Start of DATA FOR ANALYSIS

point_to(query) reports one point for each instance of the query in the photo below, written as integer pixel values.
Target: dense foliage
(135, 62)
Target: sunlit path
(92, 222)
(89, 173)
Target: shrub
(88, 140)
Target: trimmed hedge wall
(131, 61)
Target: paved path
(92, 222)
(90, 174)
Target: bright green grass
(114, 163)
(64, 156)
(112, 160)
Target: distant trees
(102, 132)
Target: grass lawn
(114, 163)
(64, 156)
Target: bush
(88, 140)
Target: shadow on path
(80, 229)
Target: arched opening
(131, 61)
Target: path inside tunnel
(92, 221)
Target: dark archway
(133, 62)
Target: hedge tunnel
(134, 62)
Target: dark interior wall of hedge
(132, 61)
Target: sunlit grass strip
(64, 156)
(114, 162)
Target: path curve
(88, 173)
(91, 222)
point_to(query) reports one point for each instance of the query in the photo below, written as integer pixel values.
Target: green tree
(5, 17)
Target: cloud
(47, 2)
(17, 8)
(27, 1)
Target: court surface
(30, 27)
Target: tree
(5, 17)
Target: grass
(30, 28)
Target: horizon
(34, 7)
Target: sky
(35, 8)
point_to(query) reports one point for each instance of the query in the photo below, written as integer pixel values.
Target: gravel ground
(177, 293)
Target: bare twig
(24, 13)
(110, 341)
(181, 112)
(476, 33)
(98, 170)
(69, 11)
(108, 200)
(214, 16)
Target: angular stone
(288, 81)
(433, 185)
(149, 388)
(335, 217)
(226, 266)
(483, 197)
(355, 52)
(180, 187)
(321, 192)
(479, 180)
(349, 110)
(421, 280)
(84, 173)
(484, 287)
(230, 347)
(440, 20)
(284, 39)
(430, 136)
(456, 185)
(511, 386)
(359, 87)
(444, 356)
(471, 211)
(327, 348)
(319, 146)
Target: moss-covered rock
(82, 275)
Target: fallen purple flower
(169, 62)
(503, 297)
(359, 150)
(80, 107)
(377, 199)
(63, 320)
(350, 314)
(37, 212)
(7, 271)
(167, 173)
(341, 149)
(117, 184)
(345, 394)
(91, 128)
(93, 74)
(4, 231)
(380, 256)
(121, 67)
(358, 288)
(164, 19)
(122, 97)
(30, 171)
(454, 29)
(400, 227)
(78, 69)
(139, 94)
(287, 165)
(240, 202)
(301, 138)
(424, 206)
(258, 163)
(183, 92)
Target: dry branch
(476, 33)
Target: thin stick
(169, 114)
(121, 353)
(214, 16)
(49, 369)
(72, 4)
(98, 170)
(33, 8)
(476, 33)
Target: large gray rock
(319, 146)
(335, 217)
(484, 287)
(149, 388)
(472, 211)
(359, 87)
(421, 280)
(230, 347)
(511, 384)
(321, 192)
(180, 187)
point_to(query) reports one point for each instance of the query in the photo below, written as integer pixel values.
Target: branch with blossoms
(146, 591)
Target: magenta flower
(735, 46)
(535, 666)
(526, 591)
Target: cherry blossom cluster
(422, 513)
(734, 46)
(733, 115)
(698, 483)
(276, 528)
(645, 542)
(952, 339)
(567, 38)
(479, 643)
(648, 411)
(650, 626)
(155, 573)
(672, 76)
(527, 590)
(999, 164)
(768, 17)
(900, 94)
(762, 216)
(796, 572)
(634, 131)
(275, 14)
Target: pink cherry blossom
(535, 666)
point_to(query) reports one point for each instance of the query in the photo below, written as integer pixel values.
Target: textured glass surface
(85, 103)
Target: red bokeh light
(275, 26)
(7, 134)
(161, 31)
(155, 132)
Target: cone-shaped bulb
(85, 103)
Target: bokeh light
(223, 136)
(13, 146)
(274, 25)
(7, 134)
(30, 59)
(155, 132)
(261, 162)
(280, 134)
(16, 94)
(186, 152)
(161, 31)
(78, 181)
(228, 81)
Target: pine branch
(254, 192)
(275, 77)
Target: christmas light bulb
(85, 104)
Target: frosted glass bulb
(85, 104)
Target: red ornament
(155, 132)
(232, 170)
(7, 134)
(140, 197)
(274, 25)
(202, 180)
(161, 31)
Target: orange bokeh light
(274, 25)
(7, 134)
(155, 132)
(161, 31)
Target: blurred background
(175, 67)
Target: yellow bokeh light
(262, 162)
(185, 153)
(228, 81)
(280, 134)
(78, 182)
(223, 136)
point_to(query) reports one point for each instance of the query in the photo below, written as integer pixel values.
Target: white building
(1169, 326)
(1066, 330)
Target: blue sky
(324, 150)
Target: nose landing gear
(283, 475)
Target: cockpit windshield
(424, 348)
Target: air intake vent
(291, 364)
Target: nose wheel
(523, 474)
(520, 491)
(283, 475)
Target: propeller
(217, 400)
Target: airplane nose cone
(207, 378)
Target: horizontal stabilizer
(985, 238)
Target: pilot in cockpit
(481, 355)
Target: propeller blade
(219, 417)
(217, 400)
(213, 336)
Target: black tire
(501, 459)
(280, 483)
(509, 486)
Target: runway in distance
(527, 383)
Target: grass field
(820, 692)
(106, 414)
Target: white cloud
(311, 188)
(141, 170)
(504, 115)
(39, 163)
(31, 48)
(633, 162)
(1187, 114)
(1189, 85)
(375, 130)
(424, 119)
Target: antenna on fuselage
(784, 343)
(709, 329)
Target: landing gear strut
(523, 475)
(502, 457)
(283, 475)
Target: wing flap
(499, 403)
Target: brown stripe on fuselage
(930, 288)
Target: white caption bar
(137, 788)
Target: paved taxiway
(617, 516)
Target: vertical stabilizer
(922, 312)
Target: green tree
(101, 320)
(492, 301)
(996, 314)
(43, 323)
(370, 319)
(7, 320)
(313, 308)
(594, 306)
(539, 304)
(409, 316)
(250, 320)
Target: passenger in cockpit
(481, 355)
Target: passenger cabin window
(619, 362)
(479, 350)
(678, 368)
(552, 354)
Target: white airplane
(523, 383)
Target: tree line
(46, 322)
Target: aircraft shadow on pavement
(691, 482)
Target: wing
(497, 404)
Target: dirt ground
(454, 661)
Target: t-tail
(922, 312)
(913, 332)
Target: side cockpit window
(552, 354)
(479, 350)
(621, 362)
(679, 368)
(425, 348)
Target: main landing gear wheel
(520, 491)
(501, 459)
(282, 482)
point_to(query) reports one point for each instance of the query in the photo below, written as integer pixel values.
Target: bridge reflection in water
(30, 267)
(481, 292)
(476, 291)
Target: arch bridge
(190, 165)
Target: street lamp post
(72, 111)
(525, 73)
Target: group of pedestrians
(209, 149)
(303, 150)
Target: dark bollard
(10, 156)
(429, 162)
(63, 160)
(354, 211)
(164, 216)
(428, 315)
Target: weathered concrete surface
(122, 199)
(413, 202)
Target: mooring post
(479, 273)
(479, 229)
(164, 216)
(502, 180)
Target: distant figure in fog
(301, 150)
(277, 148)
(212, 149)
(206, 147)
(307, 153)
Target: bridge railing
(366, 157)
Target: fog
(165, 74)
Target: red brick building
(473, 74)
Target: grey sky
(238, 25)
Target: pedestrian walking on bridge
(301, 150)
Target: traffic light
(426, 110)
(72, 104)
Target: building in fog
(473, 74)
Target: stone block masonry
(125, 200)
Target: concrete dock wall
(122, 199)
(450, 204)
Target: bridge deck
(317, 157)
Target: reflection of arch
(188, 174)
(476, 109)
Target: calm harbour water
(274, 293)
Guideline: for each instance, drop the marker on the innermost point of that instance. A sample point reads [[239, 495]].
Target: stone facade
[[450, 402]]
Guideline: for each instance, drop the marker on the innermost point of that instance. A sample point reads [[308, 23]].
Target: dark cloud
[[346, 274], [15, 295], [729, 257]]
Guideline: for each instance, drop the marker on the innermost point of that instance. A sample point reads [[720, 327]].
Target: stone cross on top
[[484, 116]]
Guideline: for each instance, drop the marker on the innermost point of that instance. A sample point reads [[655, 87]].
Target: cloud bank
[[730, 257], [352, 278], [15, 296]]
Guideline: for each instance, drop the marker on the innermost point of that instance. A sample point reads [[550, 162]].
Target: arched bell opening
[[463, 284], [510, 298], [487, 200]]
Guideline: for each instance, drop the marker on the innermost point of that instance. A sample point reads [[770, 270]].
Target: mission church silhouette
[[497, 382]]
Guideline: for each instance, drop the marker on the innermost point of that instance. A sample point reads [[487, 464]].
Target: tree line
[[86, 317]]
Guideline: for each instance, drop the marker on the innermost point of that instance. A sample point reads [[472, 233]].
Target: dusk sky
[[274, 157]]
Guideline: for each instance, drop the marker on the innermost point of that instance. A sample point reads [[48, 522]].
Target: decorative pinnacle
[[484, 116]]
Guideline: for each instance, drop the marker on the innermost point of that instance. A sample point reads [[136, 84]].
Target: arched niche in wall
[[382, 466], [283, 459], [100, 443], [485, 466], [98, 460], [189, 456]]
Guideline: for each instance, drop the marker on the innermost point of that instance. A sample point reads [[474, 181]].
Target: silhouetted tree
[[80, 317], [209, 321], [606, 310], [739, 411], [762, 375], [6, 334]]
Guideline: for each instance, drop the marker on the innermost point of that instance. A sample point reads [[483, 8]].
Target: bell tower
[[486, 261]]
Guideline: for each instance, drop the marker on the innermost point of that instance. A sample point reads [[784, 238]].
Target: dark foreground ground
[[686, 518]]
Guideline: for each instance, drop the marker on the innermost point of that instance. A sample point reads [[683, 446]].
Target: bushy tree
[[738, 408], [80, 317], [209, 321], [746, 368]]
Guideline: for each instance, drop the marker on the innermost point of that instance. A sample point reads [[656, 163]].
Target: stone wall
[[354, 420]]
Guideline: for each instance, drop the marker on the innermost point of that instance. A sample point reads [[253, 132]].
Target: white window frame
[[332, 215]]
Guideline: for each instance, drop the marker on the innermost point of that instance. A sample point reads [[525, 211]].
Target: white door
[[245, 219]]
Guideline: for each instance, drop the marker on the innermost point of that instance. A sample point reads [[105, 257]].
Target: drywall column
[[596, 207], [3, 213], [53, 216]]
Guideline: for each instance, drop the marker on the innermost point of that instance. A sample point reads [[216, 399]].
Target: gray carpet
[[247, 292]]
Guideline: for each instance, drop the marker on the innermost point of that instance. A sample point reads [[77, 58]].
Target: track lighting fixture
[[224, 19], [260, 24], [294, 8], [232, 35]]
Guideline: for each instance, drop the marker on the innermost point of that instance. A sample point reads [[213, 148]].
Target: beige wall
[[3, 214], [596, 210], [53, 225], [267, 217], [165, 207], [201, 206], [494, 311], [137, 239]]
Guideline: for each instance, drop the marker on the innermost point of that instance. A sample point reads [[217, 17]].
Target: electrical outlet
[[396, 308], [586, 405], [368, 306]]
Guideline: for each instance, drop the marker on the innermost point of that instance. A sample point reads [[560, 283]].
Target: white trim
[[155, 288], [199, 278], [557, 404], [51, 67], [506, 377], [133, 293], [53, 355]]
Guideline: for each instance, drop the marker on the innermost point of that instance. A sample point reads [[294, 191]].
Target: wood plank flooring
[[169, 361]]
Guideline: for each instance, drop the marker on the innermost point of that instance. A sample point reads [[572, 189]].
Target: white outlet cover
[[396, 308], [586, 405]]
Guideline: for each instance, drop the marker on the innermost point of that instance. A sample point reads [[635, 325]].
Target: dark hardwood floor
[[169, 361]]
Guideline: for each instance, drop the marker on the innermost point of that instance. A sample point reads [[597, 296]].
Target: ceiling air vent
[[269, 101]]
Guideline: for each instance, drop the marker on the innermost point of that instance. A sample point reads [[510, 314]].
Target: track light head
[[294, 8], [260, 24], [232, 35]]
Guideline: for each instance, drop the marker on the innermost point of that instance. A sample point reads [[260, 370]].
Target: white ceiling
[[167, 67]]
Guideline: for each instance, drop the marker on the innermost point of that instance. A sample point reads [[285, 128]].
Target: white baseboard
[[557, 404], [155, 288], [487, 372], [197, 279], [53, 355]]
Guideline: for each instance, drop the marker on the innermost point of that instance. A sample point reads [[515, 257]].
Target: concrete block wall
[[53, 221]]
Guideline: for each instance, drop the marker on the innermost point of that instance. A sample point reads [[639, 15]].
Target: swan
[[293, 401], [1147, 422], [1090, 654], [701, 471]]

End of DATA FOR ANALYSIS

Here, the lines to copy run from the one containing "Target: white baseboard" to the final line of the listing; copy them exactly and nothing else.

SOLUTION FOR THIS EXERCISE:
Target: white baseboard
[[557, 404], [155, 288], [487, 372], [197, 279], [53, 355]]
Guideline: for each instance, drop the marker on the innermost point of that instance. A sample point reads [[515, 257]].
Target: concrete block wall
[[53, 221]]
Guideline: for each instance, drop the marker on the innermost point of that instance. A sample point reads [[639, 15]].
Target: swan
[[293, 401], [1147, 422], [1090, 654], [701, 471]]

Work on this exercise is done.